Count the lines in the data below that contain the word "door". Reply with the number alone.
<<<<
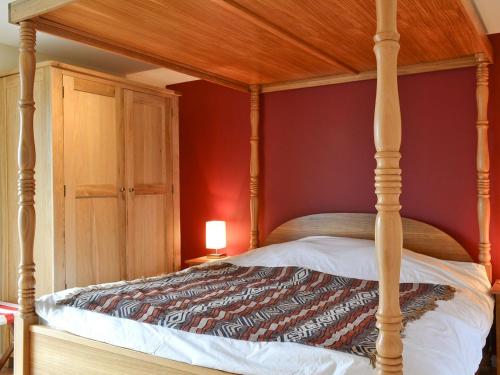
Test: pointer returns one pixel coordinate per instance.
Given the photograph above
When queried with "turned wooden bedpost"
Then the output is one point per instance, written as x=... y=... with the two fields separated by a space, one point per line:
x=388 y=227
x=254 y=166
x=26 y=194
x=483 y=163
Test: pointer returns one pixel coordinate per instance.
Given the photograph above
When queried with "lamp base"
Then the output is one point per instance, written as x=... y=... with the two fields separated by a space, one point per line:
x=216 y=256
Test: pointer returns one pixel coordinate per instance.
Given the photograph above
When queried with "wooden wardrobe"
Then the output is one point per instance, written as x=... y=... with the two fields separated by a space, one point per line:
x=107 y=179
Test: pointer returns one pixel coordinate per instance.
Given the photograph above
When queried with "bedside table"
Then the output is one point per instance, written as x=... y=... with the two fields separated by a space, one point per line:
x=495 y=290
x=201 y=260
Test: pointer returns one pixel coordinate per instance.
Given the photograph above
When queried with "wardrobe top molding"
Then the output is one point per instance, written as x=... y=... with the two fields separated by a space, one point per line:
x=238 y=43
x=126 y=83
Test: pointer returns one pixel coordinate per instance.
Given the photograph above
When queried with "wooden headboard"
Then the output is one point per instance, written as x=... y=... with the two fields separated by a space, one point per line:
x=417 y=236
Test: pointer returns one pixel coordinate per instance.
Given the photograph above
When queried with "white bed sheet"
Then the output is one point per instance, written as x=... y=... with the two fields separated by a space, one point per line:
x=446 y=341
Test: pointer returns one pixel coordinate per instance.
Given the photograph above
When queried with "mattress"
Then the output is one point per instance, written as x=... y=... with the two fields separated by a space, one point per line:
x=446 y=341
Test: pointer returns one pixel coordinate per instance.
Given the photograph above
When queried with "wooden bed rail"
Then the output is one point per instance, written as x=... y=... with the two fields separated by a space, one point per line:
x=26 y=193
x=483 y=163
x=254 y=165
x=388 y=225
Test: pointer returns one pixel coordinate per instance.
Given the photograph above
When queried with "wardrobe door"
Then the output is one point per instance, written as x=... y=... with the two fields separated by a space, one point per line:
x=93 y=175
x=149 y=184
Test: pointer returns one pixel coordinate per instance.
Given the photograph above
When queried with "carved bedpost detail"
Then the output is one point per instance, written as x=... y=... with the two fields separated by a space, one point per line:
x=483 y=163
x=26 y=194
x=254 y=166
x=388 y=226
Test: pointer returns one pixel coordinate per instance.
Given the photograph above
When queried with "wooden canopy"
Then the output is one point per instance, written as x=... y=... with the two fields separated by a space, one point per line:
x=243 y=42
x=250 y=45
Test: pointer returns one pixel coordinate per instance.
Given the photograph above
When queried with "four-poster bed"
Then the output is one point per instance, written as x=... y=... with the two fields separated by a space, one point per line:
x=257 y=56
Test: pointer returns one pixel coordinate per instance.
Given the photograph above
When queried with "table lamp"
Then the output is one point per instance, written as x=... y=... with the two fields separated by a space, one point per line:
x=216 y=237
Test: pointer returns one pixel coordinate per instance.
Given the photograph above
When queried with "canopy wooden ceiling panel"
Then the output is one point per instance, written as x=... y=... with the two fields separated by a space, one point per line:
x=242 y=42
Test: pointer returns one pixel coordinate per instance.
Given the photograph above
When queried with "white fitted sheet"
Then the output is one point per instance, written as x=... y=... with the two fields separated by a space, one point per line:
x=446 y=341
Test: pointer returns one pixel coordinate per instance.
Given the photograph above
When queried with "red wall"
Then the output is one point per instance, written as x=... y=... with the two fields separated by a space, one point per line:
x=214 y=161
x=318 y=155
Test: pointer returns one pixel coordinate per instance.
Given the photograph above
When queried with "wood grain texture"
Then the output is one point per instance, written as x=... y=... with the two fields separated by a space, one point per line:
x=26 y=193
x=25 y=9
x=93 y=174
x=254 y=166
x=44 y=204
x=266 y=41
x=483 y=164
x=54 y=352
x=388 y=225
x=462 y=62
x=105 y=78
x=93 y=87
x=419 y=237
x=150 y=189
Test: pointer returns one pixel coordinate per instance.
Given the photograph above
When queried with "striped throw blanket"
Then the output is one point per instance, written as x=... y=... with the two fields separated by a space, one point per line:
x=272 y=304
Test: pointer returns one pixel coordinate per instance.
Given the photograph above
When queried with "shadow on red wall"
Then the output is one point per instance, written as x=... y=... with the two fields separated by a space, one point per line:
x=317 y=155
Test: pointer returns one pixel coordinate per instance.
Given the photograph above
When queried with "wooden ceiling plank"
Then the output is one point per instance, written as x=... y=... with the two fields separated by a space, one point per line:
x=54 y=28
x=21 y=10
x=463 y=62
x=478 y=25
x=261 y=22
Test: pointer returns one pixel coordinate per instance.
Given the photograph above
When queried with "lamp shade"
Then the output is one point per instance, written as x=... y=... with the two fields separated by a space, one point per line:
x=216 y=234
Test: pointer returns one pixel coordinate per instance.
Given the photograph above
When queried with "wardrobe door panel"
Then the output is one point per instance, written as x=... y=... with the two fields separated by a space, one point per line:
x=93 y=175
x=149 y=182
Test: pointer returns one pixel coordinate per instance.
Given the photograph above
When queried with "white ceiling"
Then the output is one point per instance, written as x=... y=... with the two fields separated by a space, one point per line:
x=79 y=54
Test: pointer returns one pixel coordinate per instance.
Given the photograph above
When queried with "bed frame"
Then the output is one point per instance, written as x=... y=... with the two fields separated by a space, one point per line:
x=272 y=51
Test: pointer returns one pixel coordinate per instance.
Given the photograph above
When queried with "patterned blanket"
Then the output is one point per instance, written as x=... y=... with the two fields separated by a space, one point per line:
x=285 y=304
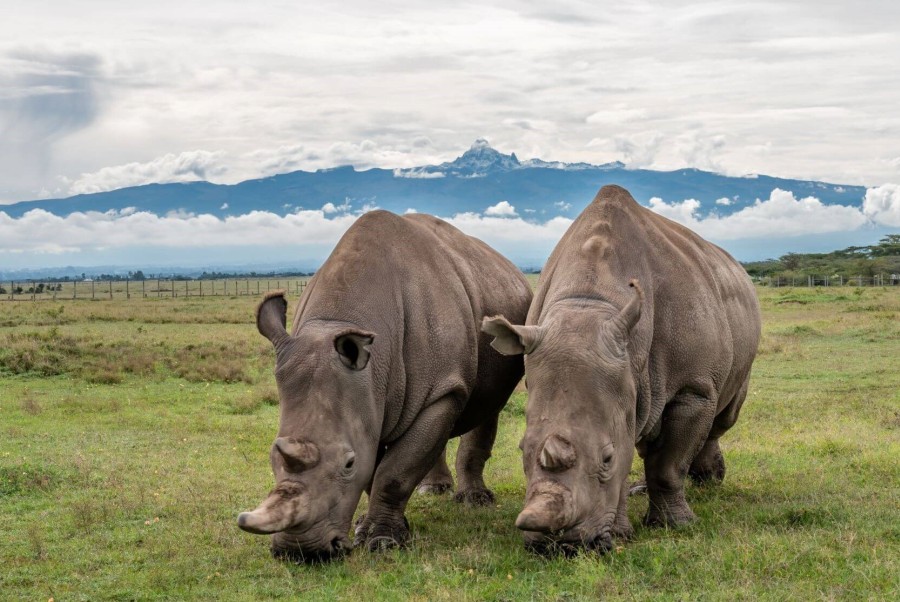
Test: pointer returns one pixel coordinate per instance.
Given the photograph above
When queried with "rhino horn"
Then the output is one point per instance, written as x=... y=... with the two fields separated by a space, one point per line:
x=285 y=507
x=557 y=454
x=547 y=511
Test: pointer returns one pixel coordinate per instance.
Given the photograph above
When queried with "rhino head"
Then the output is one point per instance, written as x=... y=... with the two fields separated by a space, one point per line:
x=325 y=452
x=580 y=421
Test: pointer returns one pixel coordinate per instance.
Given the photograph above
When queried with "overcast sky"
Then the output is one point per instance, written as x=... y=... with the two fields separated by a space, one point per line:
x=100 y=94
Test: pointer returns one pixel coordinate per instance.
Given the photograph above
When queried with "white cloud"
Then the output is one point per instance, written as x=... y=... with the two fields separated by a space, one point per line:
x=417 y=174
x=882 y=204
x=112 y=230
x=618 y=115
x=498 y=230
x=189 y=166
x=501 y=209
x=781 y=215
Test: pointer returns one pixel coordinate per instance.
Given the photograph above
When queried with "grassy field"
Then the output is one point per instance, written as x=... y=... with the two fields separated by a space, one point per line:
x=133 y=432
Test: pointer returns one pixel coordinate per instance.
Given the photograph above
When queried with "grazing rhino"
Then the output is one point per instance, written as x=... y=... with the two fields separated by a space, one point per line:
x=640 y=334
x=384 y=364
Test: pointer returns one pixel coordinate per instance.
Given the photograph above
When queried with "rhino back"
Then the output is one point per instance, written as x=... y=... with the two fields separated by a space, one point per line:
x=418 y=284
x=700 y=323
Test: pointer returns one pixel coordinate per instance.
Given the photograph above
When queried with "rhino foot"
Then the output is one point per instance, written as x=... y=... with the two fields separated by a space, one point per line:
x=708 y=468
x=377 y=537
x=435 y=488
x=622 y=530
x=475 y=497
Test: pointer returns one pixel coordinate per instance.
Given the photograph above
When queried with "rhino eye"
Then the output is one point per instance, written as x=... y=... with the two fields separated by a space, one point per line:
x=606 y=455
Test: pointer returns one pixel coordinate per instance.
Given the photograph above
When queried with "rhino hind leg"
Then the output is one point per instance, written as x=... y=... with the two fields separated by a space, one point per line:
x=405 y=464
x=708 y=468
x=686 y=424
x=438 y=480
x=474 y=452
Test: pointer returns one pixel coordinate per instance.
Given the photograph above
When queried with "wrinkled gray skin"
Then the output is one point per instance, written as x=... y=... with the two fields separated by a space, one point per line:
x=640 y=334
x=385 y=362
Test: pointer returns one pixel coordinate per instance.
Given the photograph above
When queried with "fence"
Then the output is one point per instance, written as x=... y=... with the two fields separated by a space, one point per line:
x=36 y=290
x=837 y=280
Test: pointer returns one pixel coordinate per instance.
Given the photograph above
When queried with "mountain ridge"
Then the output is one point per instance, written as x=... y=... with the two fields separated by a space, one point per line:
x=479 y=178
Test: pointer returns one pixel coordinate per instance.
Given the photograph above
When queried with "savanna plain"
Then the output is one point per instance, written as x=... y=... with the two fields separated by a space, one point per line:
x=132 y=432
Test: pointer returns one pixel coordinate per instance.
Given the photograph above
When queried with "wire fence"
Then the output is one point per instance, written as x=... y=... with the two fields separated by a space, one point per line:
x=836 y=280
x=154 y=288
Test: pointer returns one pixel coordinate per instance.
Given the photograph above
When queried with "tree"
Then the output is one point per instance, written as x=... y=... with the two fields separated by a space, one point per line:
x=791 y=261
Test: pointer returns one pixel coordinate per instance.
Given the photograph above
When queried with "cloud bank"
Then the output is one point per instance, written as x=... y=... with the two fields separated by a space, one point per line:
>>>>
**Finished exercise**
2